*Text block*:
□ □ □
Services for People With Disabilities: Terrified about the future

Services for People With Disabilities: Terrified about the future
Report from the OPWDD Transformation Panel Forums              Sept 21, 2015

by Jim Karpe, NYC FAIR member            www.nycfair.org

As parents of adult children with disabilities, we hear beautiful words of a future with a wide range of individualized services. Meanwhile the actual system in place today continues to disintegrate before our eyes.  Programs and supports have been discontinued before alternatives have been developed.   The negative impacts we see are the result of poor planning or lack of planning. Or perhaps there is an evil plan, but most likely our adult children are the victims of incompetence.  The distinction does not matter to those individuals whose lives have been damaged by the gap between words and reality.

In Transformation Panel forums on Long Island and in Manhattan on September 17th, dozens of parents and self-advocates testified about the real obstacles to care they are facing.  Our population is so diverse, with a wide range of issues and challenges.  Yet over and over we heard the same thing from those different perspectives:  The system has stopped working, is un-raveling, has let us down, has abandoned us.  There is no monitoring, and there is no place to voice our dissatisfaction.
□ □ □
*What to work on*:
a) List the phrases the forum report gives for how parents and self-advocates described the system.
b) Answer these from the forum report:
(i) Where were the Transformation Panel forums held?
(ii) What does the writer say most likely made the adult children victims?
(iii) What was discontinued before alternatives were developed?
c) Continue the forum report on OPWDD services from the point where it stops.
The rows that come next have nothing to do with the forum report.

*Extracted material*:
□ □ □
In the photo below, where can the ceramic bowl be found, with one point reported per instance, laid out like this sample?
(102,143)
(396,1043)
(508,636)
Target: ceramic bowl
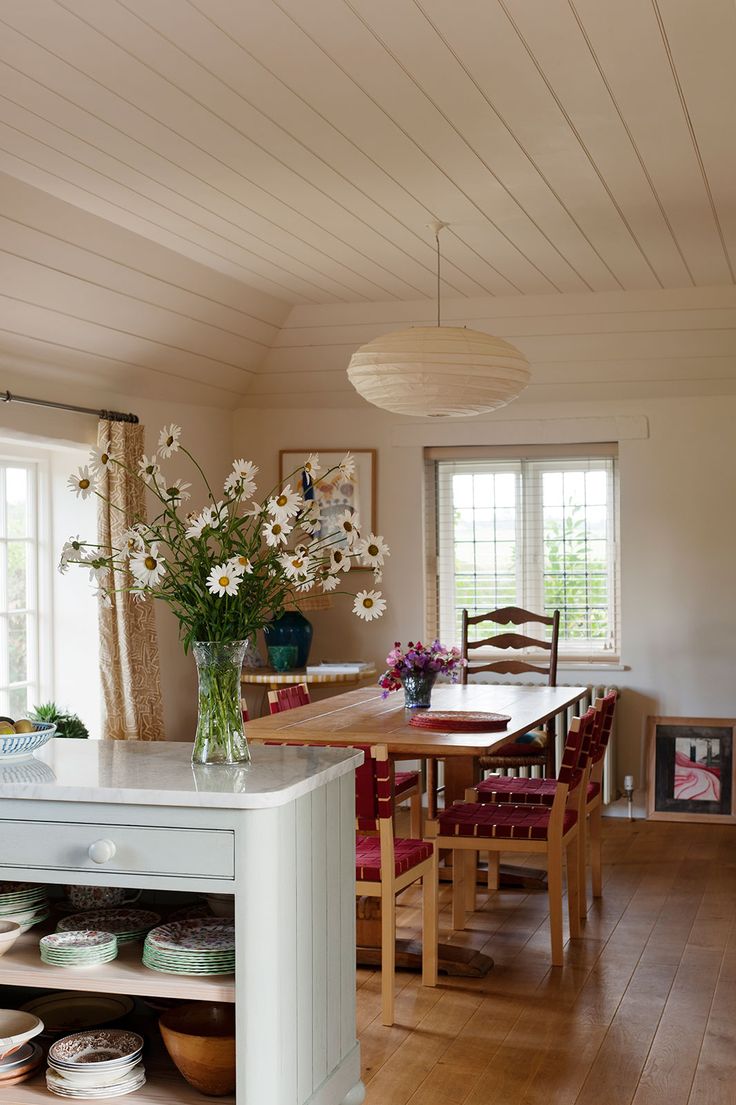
□ □ □
*Answer set*:
a) has stopped working; is un-raveling; has let us down; has abandoned us

b)
(i) On Long Island and in Manhattan
(ii) Incompetence
(iii) Programs and supports

c)
We also heard from OPWDD Acting Commissioner Kerry Delaney at the forums.  We heard Ms. Delaney acknowledge the need for transparency, but we continue to get very little data.  We heard acknowledgement that “one-size does not fit all”, but we continue to have policies which shut down the “fitting” options for the most fragile.  We heard that the transformation is “not about taking away services, instead about responding to actual needs and being sustainable.”  But meanwhile we watch the dismantling of the supports which were in place.  Individuals are getting pulled out of sheltered workshops where they feel valued and needed, and are instead “out in the community”—walking aimlessly around a mall, losing hope and regressing.  Other individuals are losing their homes of 20 or 30 years, since those homes are now alleged to be harmful “institutions”.  And those individuals capable of greater independence find that the Self-Directed programs of OPWDD have thickets of restrictions and forests of paper work.  The promise of Self-Direction was “you control your own budgets.”  The reality is that we can spend money only within narrow, non-overlapping categories.  It’s like the choice offered by the Model-T Ford: “You can have any color you want, as long as it’s black.”

People With Disabilities are getting forced out of options which were working—which did fit.  No one should be limited to sheltered workshops as their only option for activity.  But neither should anyone be forced out of a sheltered workshop that they treasure and which works for them.   Our actual needs are the same as every one else—housing, transportation, education, jobs, friends.  A full and meaningful life.

The fears, the concerns, and the stories were the same on Long Island and in New York City.  I’m confident they are the same in Upstate NY as well.  Ronnie, a plain-spoken self-advocate in Manhattan, captured the spirit of us all with his simple message to OPWDD: “You are not doing your job.”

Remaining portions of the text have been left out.